Loyola University Chicago

Women and Leadership Archives


The ISHRAB Historical Preservation Grant: Mundelein College Paper Records Project

In 2016, the Illinois State Historical Records Advisory Board (ISHRAB) awarded the WLA with a $5,000 Historical Preservation Grant. With funding provided through the National Historical Publications and Records Commission (NHPRC), National Archives and Records Administration, these grants support institutions with projects that will lead to enhanced online access to historical records. The Grant partially funded the Mundelein College Paper Records Project. Project Archivist Caroline Giannakopoulos, along with graduate assistant Angela Rothman and other WLA graduate assistants, undertook the task of processing the Mundelein College records. 

This project was completed in 2018. Along with improving the housing of materials for better preservation, the project resulted in a new finding aid, now available online. The finding aid makes it easy for researchers to see the wealth of information that this collection provides and find what will be helpful to their research.

Project Journal

Updates and reflections written by the project archivist

May 2018

Finally, the Mundelein College Paper Records Project is complete! The new finding aid, a guide to the collection to assist researchers, is now available on the Search the Collections page of our website. The records, which once resided in filing cabinets, are now safely housed in new archival folders and 348 archival boxes. Oversized folded materials that were discovered along the way are now unfolded and safely stored in our flat file cabinet or oversized boxes. The WLA was even able to install new shelving specifically to hold this collection.

◆ **WORK INSTRUCTIONS**
a. According to the project page, how many archival boxes now hold the Mundelein College records?
b. Decide whether each statement agrees with the project page: (i) ISHRAB awarded the WLA a $10,000 grant. (ii) The project was completed in 2018. (iii) The grant covered the full cost of the Mundelein College Paper Records Project.
c. Print the passage of the project page from "Updates and reflections" up to and including "hold this collection.".

(Labeled-object pointing entries)

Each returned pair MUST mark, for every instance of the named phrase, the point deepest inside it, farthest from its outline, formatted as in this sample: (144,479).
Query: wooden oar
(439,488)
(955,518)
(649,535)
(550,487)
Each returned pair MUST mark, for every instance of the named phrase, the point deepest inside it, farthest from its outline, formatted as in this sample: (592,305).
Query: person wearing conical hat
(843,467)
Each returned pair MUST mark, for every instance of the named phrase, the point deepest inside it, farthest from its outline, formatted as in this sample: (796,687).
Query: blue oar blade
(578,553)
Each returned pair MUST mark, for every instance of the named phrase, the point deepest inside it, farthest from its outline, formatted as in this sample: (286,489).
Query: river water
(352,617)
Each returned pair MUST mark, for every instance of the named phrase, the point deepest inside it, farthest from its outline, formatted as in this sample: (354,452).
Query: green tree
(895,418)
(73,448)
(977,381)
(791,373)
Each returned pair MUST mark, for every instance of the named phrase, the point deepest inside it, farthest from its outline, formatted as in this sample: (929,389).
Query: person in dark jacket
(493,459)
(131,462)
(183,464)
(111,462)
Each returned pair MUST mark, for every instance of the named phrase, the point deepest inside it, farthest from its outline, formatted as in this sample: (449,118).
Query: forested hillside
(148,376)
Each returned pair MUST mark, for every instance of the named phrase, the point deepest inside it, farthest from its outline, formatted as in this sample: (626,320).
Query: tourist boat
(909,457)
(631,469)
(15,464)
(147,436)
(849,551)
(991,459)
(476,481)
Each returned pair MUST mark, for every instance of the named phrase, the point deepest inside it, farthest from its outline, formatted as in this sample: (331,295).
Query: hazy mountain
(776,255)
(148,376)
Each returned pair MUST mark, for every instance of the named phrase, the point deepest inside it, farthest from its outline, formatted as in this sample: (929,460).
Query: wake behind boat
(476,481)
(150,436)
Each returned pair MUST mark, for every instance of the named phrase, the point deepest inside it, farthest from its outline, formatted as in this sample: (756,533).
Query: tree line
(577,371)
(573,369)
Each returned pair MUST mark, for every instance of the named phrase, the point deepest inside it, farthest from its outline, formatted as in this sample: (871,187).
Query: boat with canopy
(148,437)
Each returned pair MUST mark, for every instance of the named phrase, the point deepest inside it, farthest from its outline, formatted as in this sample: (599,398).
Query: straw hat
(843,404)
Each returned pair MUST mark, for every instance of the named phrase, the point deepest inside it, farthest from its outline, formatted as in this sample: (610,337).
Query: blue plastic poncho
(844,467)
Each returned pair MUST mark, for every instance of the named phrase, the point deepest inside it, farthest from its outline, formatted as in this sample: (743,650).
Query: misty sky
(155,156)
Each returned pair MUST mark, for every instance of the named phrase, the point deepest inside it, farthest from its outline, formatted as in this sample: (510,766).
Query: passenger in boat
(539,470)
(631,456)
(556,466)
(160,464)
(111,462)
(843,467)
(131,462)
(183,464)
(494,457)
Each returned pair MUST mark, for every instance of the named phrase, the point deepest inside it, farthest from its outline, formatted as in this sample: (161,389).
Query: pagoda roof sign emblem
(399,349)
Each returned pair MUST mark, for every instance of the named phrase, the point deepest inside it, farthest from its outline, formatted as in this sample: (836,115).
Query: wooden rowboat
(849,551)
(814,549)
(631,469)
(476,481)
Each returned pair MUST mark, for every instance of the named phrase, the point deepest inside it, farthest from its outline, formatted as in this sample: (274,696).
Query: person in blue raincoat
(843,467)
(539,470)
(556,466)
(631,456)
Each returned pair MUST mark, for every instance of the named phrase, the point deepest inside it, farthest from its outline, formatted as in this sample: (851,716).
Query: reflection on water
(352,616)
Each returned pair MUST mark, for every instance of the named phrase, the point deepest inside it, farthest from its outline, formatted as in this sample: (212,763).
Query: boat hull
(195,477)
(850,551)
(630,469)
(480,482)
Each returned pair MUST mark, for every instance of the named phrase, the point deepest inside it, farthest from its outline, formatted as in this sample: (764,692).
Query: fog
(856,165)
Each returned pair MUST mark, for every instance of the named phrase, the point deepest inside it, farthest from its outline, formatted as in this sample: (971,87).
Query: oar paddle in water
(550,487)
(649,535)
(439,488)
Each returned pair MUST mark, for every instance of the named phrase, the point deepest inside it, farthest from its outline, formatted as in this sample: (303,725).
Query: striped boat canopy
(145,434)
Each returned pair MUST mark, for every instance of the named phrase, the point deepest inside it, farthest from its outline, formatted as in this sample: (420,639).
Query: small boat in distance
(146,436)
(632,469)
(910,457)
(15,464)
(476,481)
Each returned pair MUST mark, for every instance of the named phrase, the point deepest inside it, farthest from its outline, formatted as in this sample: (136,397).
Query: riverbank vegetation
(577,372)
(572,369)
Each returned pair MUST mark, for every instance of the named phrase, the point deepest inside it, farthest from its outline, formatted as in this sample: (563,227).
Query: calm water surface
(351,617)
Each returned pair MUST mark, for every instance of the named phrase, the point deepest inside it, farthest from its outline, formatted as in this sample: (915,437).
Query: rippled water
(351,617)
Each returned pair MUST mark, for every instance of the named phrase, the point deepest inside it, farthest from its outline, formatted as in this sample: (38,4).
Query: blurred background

◆ **ANSWERS PROVIDED**
a. 348 archival boxes.

b.
(i) No: "awarded the WLA with a $5,000 Historical Preservation Grant."
(ii) Yes: "This project was completed in 2018."
(iii) No: "The Grant partially funded the Mundelein College Paper Records Project."

c.
Updates and reflections written by the project archivist

May 2018

Finally, the Mundelein College Paper Records Project is complete! The new finding aid, a guide to the collection to assist researchers, is now available on the Search the Collections page of our website. The records, which once resided in filing cabinets, are now safely housed in new archival folders and 348 archival boxes. Oversized folded materials that were discovered along the way are now unfolded and safely stored in our flat file cabinet or oversized boxes. The WLA was even able to install new shelving specifically to hold this collection.